ENTRIES SUPPLIED section start

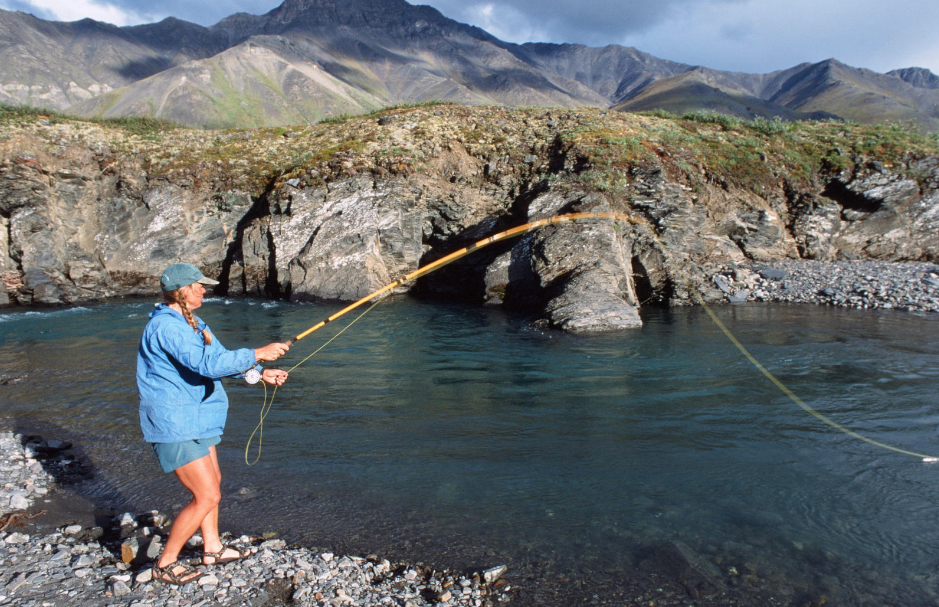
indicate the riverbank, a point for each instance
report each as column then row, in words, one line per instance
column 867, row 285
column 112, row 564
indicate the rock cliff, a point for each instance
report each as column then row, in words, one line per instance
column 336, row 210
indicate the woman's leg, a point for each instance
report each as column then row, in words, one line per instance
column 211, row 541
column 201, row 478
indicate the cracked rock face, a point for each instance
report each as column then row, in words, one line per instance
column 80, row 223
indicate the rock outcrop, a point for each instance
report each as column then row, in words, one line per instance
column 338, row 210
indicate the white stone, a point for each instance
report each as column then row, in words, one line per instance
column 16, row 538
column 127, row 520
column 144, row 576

ENTRIES SUPPLIED section end
ENTRIES SUPPLIED section start

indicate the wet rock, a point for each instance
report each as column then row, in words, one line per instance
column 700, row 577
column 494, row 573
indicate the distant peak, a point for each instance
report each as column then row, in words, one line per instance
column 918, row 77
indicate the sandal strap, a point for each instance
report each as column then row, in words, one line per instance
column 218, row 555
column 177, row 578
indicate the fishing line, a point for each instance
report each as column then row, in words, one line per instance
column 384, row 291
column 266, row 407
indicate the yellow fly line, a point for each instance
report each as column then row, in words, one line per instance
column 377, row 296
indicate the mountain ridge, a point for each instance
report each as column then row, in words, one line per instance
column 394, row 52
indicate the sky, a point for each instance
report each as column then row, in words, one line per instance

ENTRIES SUPPLIED section end
ENTRIES SUPPLIED section start

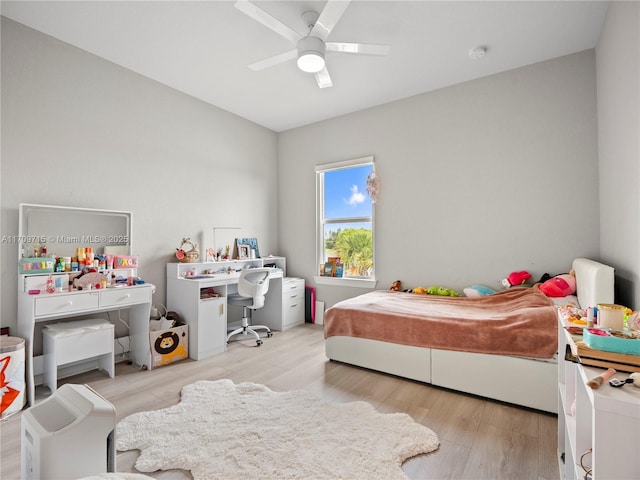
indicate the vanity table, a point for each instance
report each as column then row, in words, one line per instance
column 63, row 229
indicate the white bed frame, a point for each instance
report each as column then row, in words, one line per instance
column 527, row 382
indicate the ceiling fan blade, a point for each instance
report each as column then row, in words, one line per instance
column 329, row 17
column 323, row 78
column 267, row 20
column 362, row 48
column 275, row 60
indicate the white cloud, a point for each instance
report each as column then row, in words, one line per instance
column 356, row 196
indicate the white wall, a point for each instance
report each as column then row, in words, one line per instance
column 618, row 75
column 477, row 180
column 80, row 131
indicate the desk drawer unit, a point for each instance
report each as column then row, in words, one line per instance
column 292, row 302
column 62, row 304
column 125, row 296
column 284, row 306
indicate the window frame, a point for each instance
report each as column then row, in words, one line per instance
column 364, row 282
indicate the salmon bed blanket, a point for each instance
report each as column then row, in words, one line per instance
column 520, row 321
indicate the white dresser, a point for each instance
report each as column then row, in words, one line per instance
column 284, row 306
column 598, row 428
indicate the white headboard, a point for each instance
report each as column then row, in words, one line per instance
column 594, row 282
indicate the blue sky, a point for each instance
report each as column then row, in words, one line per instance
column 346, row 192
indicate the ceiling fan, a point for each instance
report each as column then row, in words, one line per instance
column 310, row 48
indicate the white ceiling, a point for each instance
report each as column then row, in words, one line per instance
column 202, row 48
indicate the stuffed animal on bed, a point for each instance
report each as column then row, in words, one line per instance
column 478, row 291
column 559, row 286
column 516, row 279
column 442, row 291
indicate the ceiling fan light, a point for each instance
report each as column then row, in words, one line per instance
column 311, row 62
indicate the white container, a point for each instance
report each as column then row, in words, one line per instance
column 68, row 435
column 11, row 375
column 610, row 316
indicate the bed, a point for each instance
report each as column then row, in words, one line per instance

ENTRIES SUPPLIED section end

**WORK TO BE COMPLETED:**
Your answer should hold every line of the entries that contains the string "rock".

**RESPONSE TO THIS EXERCISE:**
indicate the rock cliff, a point for each instance
indicate the cracked rock face, a point for each instance
indicate the rock outcrop, a point for each instance
indicate the wet rock, a point for each instance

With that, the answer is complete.